# Raw records
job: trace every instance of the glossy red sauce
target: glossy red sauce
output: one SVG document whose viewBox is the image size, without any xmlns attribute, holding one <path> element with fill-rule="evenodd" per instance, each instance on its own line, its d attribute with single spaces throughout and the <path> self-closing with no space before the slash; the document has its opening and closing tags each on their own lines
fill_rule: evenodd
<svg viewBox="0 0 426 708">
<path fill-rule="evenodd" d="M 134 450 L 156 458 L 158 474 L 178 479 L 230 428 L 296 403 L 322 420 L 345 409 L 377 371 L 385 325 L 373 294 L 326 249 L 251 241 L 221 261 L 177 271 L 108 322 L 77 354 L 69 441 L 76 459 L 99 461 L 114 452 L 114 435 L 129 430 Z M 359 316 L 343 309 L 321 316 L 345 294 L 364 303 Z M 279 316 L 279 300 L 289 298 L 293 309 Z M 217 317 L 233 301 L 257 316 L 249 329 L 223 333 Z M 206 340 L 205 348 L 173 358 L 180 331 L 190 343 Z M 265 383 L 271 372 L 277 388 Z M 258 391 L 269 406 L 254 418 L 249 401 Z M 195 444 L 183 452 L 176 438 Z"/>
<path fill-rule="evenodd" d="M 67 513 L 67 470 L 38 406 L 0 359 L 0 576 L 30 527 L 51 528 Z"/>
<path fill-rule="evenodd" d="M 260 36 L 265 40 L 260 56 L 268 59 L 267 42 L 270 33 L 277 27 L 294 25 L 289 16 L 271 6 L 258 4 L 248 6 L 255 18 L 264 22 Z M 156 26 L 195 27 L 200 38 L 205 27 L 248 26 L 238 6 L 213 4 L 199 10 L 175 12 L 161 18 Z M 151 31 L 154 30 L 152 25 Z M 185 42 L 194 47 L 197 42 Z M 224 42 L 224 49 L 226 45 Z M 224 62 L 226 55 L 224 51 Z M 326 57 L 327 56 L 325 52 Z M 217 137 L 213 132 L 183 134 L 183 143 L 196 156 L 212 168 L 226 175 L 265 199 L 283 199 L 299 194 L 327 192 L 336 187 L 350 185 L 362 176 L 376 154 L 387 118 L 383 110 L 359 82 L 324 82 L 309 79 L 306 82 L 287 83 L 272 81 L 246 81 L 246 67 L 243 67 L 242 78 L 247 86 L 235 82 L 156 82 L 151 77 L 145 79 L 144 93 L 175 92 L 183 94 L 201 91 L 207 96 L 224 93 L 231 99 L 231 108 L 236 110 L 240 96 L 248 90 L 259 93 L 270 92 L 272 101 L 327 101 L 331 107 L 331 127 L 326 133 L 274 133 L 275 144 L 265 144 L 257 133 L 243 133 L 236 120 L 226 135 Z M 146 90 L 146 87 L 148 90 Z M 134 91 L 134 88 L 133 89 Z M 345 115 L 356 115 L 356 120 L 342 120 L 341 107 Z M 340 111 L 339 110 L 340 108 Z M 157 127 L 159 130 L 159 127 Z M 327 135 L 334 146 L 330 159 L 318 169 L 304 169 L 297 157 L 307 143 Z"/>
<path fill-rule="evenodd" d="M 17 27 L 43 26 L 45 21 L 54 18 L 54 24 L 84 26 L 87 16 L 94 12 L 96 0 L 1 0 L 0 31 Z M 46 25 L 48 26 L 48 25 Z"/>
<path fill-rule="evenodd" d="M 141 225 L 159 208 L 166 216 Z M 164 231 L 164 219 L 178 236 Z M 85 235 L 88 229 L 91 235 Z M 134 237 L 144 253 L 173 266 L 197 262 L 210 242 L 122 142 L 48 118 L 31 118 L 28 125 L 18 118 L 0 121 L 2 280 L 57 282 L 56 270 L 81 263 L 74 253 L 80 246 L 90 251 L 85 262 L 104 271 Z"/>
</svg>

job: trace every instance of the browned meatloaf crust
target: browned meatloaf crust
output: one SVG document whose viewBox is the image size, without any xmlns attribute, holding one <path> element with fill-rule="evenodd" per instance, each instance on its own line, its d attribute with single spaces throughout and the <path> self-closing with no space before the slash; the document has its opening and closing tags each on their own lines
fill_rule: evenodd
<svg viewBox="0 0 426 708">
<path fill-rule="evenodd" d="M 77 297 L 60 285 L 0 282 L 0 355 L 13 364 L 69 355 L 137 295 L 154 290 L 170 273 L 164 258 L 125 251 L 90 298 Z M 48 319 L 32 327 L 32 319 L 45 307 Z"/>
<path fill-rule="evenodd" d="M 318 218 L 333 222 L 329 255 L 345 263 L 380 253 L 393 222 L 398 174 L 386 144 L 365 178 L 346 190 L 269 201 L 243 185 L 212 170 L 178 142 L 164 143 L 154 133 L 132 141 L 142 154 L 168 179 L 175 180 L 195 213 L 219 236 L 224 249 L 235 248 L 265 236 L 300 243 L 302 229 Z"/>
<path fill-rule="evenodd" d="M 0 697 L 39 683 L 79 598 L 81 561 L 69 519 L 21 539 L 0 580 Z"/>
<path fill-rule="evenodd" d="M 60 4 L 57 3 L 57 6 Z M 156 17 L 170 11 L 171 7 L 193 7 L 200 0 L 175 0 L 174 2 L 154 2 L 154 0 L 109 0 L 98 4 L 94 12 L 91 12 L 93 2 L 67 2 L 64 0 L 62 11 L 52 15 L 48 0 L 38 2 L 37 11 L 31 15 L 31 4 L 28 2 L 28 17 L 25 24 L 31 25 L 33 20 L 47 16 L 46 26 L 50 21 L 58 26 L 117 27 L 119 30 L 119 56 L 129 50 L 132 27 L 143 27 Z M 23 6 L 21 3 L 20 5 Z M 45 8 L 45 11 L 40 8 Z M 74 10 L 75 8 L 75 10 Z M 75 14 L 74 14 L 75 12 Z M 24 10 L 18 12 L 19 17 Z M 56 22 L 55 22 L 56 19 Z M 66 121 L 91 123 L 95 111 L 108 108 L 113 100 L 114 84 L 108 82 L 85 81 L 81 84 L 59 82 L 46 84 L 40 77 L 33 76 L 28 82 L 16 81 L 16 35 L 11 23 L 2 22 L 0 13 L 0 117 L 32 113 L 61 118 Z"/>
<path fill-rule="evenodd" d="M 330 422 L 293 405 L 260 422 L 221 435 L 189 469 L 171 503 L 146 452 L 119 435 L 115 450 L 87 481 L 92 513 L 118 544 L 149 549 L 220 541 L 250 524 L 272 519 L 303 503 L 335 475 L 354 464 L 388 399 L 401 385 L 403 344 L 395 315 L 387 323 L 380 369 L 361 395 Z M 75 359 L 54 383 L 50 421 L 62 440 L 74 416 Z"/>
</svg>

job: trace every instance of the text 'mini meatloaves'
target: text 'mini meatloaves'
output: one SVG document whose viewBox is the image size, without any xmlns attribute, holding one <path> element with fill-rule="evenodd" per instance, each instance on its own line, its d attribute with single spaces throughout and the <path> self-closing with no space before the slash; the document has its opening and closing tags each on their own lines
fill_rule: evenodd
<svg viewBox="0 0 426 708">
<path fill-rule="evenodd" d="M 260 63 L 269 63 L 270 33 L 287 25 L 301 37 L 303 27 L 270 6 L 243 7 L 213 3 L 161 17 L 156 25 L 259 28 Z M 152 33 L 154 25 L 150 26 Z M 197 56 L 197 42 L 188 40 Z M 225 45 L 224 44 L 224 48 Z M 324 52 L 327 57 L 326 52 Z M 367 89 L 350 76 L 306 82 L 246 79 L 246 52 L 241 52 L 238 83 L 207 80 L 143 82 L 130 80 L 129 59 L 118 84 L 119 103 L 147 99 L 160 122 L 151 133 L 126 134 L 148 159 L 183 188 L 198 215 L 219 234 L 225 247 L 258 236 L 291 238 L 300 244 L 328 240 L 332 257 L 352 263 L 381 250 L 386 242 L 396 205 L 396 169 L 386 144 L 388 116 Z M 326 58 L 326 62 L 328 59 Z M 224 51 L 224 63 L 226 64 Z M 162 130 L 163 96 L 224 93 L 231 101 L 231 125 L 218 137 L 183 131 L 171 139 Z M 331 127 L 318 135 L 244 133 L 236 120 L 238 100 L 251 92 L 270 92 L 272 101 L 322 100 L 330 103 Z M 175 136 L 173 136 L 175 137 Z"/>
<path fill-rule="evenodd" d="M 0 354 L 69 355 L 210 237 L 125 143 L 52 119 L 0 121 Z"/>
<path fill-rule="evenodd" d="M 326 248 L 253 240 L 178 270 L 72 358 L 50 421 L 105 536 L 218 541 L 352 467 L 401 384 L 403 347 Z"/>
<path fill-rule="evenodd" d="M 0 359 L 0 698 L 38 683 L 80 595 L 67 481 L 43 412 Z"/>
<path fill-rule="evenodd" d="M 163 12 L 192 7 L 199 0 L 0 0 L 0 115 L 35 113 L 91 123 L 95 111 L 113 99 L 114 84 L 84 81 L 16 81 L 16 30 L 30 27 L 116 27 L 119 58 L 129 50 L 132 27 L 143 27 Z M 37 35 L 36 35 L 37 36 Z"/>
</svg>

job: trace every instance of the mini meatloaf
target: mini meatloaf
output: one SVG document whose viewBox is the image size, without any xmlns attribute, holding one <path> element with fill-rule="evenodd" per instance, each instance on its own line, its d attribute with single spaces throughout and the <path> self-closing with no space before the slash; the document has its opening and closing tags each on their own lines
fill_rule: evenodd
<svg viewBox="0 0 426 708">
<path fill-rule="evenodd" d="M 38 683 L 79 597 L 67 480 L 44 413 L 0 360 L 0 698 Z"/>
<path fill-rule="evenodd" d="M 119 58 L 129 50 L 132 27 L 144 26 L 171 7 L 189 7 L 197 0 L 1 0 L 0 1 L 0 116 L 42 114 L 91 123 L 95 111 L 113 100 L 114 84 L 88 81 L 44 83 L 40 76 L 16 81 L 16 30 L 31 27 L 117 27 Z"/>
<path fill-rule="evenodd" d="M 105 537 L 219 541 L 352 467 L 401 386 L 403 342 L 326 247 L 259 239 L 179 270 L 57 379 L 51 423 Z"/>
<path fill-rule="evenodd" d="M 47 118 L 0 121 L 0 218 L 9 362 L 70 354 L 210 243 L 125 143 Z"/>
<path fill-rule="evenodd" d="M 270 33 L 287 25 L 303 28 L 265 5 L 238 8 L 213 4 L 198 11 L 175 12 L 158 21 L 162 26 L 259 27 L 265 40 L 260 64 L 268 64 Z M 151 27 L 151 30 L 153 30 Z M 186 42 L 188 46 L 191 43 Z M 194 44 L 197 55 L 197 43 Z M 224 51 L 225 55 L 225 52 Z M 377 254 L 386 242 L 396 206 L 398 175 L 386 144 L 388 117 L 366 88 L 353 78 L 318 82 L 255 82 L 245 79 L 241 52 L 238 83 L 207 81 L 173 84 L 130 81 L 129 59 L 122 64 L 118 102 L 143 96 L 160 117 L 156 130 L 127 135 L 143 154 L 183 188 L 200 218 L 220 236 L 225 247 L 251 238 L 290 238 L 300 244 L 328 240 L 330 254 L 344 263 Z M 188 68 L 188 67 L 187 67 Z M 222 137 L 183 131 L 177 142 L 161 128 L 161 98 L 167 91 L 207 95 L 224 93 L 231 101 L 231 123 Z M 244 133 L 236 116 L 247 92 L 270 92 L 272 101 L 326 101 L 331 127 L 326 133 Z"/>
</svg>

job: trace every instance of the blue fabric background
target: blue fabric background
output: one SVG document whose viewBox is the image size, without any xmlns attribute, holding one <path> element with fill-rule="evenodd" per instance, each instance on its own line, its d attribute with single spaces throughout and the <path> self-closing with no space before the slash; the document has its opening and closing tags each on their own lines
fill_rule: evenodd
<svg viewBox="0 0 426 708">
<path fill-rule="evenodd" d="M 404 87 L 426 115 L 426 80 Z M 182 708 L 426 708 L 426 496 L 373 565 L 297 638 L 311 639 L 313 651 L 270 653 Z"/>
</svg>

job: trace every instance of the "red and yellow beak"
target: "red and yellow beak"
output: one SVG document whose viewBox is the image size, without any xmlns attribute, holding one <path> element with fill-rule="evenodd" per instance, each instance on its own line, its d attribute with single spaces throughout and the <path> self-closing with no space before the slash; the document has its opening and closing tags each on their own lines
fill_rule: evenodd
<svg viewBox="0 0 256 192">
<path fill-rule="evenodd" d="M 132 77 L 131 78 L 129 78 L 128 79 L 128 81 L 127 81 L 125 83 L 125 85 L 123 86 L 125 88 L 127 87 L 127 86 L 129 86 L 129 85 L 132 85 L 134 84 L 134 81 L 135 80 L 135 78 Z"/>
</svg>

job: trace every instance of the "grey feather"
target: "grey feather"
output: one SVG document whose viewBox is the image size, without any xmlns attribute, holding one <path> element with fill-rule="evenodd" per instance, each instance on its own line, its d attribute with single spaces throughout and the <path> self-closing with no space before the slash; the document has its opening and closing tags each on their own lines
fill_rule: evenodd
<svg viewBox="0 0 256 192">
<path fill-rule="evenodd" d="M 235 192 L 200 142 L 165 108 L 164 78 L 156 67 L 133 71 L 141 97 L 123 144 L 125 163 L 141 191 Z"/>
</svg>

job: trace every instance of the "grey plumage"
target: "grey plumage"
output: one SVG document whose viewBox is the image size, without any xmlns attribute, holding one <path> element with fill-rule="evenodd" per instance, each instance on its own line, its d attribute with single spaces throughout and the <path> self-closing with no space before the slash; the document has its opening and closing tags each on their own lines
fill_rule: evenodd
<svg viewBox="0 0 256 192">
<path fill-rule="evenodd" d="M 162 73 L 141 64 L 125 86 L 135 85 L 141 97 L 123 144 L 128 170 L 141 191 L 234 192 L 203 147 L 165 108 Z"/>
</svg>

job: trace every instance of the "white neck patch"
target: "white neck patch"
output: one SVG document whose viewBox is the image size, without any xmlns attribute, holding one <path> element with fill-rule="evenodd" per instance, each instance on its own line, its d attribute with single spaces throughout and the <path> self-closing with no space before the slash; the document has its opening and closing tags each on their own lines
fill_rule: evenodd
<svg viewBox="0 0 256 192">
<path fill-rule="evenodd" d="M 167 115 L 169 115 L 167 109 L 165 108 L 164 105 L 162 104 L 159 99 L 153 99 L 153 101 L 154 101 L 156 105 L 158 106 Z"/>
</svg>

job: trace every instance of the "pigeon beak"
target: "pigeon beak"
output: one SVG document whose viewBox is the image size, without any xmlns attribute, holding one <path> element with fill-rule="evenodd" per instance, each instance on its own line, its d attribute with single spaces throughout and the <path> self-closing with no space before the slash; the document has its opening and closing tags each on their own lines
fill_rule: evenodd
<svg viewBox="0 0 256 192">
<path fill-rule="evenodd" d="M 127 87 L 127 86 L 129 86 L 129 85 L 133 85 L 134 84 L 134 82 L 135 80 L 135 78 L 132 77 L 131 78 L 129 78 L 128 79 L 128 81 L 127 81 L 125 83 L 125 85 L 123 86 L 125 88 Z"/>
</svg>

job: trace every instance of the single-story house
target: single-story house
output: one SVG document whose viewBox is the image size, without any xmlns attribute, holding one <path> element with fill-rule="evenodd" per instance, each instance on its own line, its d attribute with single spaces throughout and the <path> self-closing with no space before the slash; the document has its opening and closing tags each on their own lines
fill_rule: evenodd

# DIRECTIONS FOR THIS TASK
Rewrite the lines from the one containing "job: trace every instance of the single-story" through the last line, putting "one-story house" wherever "single-story house" appears and keeping everything else the same.

# THE OUTPUT
job: trace every instance of the one-story house
target: one-story house
output: one SVG document whose viewBox is the image size, without any xmlns attribute, holding one <path> element with fill-rule="evenodd" per instance, each instance on its own line, its d attribute with single spaces throughout and the <path> self-closing with no space before the slash; the document has its opening and closing tags each on their own lines
fill_rule: evenodd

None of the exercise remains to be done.